- GIVEN INSTRUCTION
Rewrite every line of the rows below, requests included, and offset each bounding-box coordinate in the detection answers by 125. Keep the coordinates in the format sample line unchanged.

[Annotated coordinate rows]
** Begin **

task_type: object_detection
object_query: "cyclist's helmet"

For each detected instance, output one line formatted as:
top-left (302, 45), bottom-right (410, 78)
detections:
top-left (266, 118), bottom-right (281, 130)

** End **

- RESULT
task_type: object_detection
object_query: "cyclist's helmet"

For each detected instance, output one line formatted as:
top-left (302, 45), bottom-right (410, 78)
detections:
top-left (391, 243), bottom-right (406, 255)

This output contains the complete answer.